┌─ Exercise text

Suspicion of China, conspiracy theories hinder Africa’s vaccine roll-out

JOHANNESBURG • As if the struggle to secure its meagre supplies of Covid-19 vaccines was not bad enough, Africa is now having a hard time getting people to take them.

Only 5.22 million people in Sub-Saharan Africa – a region with a population of about one billion – have been vaccinated.

From suspicions about China-made vaccines in Zimbabwe, to conspiracy theories in Ivory Coast about Covid-19 being “a planned event by foreign actors”, to the Islamist militant group Al-Shabaab’s warning in Somalia that people are used as “guinea pigs” for AstraZeneca, large sections of Africans are steering clear of vaccines.

Already lagging behind the rest of the world in its inoculations, the wave of vaccine scepticism – made worse by a lack of trust in local governments and misinformation on social media – threatens to put the continent even further behind.

Vaccine hesitancy is standing in the way of efforts by African governments to head off successive waves of the virus. A prolonged pandemic will delay the continent’s recovery, already forecast by the International Monetary Fund to be the slowest region to revive.

└─
┌─ Supplied information

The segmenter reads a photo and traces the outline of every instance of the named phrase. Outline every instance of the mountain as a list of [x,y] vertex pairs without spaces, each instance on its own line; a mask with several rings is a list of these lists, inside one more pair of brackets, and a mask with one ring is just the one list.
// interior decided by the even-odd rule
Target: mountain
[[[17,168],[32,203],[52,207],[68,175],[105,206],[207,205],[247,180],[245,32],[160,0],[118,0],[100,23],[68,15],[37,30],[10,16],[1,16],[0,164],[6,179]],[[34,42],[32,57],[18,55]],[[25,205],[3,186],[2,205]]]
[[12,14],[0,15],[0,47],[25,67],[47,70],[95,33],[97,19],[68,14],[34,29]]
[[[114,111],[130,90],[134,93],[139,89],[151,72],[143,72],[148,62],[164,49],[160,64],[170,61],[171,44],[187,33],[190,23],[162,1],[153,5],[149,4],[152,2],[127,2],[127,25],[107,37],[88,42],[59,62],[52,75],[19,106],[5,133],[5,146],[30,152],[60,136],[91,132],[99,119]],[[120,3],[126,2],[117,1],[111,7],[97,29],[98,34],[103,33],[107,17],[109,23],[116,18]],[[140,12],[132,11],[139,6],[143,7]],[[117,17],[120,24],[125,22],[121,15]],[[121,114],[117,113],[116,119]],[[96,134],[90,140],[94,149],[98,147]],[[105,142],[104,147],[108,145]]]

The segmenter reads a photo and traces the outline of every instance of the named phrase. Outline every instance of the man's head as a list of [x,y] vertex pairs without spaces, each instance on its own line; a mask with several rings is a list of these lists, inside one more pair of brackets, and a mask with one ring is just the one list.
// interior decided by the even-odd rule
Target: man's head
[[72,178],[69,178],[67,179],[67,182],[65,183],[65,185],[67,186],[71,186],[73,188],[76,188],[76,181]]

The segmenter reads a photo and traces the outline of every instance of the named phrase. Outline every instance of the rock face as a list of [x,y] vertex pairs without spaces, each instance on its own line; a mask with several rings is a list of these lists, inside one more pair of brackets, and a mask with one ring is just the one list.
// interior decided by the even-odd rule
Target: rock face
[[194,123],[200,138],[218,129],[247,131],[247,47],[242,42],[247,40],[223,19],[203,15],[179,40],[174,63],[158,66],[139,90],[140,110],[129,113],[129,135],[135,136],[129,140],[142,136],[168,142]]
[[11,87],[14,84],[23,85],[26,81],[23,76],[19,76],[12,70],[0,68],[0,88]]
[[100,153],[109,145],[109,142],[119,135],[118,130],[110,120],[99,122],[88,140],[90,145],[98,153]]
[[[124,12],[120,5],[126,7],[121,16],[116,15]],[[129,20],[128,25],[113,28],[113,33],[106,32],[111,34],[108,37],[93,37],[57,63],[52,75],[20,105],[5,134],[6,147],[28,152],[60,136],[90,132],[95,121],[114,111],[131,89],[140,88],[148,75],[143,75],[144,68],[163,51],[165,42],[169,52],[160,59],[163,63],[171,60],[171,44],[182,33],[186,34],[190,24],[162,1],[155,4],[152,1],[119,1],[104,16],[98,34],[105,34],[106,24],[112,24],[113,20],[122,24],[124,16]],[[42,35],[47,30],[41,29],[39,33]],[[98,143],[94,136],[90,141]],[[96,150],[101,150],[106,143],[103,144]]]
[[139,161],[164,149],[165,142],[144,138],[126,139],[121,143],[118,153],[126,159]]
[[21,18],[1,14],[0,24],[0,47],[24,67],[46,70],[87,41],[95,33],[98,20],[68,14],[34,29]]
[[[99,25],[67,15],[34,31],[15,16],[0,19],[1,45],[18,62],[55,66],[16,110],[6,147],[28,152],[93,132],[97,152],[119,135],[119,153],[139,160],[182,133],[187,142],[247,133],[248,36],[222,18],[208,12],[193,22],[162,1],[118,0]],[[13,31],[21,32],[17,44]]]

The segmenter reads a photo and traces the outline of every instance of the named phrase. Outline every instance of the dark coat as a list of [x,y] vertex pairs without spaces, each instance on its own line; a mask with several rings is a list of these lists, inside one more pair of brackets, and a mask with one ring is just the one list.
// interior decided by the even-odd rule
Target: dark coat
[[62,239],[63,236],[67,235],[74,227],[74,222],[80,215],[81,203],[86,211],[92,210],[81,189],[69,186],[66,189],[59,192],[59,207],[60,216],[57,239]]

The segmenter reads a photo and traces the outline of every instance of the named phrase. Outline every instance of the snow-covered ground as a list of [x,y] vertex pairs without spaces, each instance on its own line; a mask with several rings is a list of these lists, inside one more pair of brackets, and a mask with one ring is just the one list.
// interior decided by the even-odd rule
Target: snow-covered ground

└─

▸ **Problem**
Retype the passage of the article on Africa's vaccine roll-out from "Already lagging behind" to "even further behind.".

▸ **Solution to this exercise**
Already lagging behind the rest of the world in its inoculations, the wave of vaccine scepticism – made worse by a lack of trust in local governments and misinformation on social media – threatens to put the continent even further behind.